• [THE PROBLEM]: Write out again the entries from the first line to the line that includes "column 406, row 11", keeping both of those lines.

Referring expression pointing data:
════════

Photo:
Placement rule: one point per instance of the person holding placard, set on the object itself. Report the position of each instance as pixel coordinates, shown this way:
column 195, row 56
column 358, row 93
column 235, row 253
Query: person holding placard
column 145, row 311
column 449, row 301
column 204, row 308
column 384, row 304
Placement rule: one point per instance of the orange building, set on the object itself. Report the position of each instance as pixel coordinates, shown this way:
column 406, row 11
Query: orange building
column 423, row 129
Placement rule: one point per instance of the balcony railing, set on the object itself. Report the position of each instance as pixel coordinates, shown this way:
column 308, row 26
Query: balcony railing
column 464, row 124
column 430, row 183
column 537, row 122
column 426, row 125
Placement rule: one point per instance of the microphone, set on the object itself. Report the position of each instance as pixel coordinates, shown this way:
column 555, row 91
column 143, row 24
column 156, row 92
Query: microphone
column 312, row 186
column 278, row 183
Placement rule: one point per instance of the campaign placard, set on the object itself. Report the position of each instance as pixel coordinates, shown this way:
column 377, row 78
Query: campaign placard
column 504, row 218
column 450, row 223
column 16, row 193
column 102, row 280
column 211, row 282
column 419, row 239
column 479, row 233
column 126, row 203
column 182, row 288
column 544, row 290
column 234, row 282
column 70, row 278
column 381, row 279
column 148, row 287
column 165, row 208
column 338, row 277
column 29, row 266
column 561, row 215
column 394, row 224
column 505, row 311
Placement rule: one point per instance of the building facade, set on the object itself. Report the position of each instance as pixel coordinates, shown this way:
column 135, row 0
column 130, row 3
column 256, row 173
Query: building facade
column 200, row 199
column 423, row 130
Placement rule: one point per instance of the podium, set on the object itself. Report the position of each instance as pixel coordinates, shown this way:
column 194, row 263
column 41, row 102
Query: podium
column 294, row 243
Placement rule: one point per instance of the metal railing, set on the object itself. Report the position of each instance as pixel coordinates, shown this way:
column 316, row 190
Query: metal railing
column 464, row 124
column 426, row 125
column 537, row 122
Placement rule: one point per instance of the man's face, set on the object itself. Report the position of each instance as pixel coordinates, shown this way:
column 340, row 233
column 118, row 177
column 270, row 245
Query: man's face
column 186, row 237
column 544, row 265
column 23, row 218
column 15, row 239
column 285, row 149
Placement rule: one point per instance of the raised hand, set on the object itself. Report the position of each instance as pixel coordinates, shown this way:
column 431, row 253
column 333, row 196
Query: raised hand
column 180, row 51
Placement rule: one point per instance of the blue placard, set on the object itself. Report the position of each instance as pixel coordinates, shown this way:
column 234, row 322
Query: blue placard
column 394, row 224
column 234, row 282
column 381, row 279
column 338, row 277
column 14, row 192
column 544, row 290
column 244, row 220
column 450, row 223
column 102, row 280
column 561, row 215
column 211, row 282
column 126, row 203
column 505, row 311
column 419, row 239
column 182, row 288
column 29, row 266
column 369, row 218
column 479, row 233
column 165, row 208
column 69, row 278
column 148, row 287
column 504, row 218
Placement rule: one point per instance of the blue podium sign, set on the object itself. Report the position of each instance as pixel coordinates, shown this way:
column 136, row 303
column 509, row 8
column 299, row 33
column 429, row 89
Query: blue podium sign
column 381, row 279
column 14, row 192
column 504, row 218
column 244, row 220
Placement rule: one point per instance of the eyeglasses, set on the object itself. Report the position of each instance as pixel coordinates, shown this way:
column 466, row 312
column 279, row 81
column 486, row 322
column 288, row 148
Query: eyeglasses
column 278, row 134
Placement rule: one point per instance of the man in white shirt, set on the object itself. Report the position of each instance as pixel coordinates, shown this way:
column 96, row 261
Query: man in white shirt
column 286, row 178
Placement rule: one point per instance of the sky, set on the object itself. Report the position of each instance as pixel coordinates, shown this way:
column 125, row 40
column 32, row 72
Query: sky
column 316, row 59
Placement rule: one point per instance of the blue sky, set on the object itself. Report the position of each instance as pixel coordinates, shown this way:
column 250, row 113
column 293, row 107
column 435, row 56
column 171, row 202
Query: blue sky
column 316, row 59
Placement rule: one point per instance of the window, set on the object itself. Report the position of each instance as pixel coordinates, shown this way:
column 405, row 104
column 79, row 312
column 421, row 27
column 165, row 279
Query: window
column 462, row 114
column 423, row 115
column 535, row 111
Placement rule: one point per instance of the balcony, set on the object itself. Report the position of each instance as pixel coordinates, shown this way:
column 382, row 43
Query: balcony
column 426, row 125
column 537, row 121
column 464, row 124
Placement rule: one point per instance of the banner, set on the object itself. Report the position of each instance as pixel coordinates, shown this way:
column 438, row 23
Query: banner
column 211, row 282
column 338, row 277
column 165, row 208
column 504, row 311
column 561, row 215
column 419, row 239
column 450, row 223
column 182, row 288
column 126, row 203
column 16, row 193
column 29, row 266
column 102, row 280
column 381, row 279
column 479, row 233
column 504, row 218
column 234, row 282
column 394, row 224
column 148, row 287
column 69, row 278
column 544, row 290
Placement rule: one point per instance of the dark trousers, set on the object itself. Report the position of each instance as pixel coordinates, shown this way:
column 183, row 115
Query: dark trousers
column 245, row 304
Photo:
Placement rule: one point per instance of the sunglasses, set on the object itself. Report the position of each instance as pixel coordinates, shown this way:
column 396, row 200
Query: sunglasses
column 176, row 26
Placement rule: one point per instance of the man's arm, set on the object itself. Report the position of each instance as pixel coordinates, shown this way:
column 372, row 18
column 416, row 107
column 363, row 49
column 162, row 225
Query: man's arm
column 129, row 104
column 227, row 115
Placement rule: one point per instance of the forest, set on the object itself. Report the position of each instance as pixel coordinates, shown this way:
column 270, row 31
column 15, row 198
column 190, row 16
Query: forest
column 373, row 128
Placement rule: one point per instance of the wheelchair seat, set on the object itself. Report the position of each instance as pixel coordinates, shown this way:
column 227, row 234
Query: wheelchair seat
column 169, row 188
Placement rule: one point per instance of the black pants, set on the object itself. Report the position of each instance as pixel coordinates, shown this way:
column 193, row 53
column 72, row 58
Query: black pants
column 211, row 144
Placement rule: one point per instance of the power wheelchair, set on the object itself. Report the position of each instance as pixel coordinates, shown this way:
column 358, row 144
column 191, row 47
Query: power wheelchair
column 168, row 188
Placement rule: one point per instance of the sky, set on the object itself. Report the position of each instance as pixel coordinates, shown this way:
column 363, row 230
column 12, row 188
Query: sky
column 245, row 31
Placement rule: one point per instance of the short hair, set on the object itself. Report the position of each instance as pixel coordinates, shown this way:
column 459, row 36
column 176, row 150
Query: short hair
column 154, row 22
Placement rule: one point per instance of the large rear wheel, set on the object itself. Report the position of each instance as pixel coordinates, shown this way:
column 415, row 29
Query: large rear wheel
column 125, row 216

════════

• [OUTPUT OF THE EXERCISE]:
Photo:
Placement rule: one point per instance of the person holding placard, set on the object itself. Report the position of each instance as pixel coordinates, shown this way:
column 195, row 56
column 358, row 93
column 235, row 253
Query: person holding placard
column 145, row 311
column 449, row 301
column 204, row 308
column 384, row 304
Placement rule: one point per instance of the orange building, set on the object itself. Report the position of each instance as pixel coordinates, shown this way:
column 406, row 11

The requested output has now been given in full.